> _EXTRACT TO READ_:

1

I'm trying to get Thai characters from a website. I've tried:

$rawChapter = file_get_contents("URL");
$rawChapter = mb_convert_encoding($rawChapter, 'UTF-8', mb_detect_encoding($rawChapter, 'UTF-8, ISO-8859-1', true));

When I do this then the characters come back like:

¡ÅѺ˹éÒáá¾ÃФÑÁÀÕÃìÀÒÉÒä·Â©ºÑº

But if I take the source of the page I'm trying to load and save that into my own .htm file on my localhost as a utf8 file then it loads the Thai characters correctly. Only when I try to load it from the site directly it breaks.

How can I fix this? What could be the problem?

I've also tried adding this context:

$context = stream_context_create(array(
            'http' => array(
                'method' => 'POST',
                'header' => implode("\r\n", array(
                    'Content-type: application/x-www-form-urlencoded',
                    'Accept-Language: en-us,en;q=0.5',
                    'Accept-Charset: ISO-8859-1,utf-8;q=0.7,*;q=0.7'
                ))
            )

> _COLLECTED DATA_:
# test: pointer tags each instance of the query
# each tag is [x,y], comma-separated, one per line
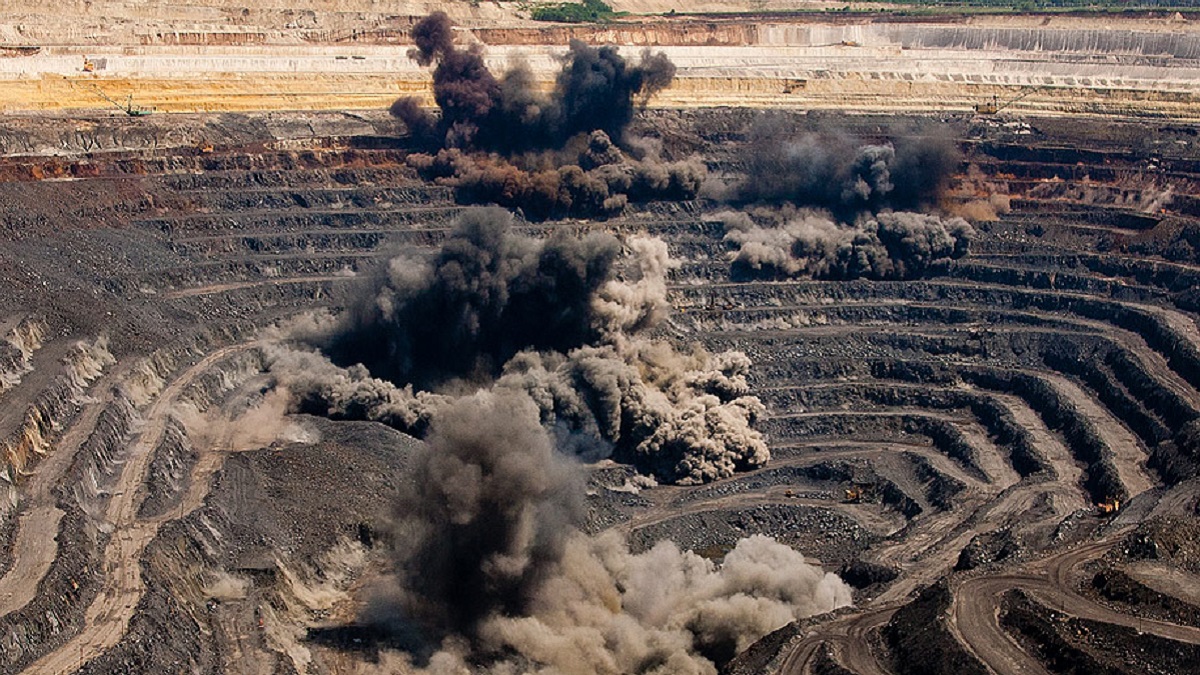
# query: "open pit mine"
[391,338]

> _WHAT IS ASKED_: In the post about Thai characters, what happens when the page source is saved as a UTF-8 .htm file on localhost and loaded? Draw only on the post about Thai characters, not on the lines.

> _WRITTEN RESPONSE_: The Thai characters load correctly.